Texto fornecido:
╭──
Segundo o secretário-geral do Contas Abertas, Gil Castello Branco, tradicionalmente, os restos a pagar processados ficam em torno de R$ 20 bilhões, mas quase dobraram no fim do ano. Para ele, a alta indica que a equipe econômica deixou para 2014 o pagamento de despesas que ocorreram em 2013 para ajudar no esforço fiscal. Segundo o ministro da Fazenda, Guido Mantega, o superávit primário realizado pelo governo central (que reúne Tesouro Nacional, Previdência Social e Banco Central) foi de R$ 75 bilhões, acima do compromisso de R$ 73 bilhões.
– Isso é uma maquiagem contábil que faz parte da família da contabilidade criativa – afirmou Castello Branco.
De acordo com levantamento no Siafi, as ações mais impactadas pelo adiamento de gastos foram equalizações de juros ao setor agrícola e subsídios para a compra de imóveis do Minha Casa Minha Vida. Do total de R$ 51,3 bilhões de restos a pagar processados, mais de R$ 10 bilhões se referem ao Ministério da Fazenda. Deste total, cerca de R$ 7 bilhões são recursos que deveriam ter sido usados pelo Tesouro para equalizar taxas de juros no crédito rural no ano passado.
╰──
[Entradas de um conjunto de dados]
╭──
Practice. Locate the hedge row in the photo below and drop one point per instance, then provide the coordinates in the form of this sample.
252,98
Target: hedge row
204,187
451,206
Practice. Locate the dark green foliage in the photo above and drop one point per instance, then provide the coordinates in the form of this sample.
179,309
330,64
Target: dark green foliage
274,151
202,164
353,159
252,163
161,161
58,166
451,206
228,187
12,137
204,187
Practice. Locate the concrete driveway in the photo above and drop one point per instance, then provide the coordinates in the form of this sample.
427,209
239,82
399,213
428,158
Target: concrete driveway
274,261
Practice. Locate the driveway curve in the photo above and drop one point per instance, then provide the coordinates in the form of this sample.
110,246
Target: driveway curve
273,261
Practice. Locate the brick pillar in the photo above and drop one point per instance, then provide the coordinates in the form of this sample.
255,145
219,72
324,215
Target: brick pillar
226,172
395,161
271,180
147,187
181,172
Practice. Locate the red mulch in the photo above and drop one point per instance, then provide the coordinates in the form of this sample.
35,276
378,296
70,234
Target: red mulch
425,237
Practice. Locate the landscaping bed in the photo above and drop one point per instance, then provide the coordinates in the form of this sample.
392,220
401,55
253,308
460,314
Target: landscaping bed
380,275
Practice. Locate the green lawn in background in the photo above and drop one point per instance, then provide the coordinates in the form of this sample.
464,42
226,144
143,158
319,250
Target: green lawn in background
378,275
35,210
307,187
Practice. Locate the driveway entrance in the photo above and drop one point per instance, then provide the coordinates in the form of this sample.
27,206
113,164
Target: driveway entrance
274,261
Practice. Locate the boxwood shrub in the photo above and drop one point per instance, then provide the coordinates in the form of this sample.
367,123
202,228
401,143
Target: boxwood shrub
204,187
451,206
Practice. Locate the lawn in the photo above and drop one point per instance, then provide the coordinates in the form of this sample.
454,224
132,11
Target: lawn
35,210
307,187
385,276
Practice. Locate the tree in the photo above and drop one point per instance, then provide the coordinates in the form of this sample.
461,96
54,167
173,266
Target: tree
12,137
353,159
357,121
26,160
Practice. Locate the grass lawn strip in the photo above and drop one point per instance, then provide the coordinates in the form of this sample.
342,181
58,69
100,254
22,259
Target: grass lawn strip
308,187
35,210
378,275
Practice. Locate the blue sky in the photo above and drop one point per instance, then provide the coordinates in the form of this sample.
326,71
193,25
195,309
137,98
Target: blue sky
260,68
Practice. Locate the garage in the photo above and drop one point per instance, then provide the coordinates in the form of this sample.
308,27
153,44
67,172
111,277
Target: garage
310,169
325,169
╰──
Tarefa proposta 1: Retorne, sem alterações, o trecho do texto sobre os restos a pagar que começa em "Segundo o secretário-geral" e termina em "R$ 73 bilhões.".
Tarefa proposta 2: Reúna todas as linhas das entradas em que aparece a palavra "entrance", copiando cada uma delas integralmente.

Solução da tarefa 1:
Segundo o secretário-geral do Contas Abertas, Gil Castello Branco, tradicionalmente, os restos a pagar processados ficam em torno de R$ 20 bilhões, mas quase dobraram no fim do ano. Para ele, a alta indica que a equipe econômica deixou para 2014 o pagamento de despesas que ocorreram em 2013 para ajudar no esforço fiscal. Segundo o ministro da Fazenda, Guido Mantega, o superávit primário realizado pelo governo central (que reúne Tesouro Nacional, Previdência Social e Banco Central) foi de R$ 75 bilhões, acima do compromisso de R$ 73 bilhões.

Solução da tarefa 2:
Practice. Locate the driveway entrance in the photo above and drop one point per instance, then provide the coordinates in the form of this sample.
Target: driveway entrance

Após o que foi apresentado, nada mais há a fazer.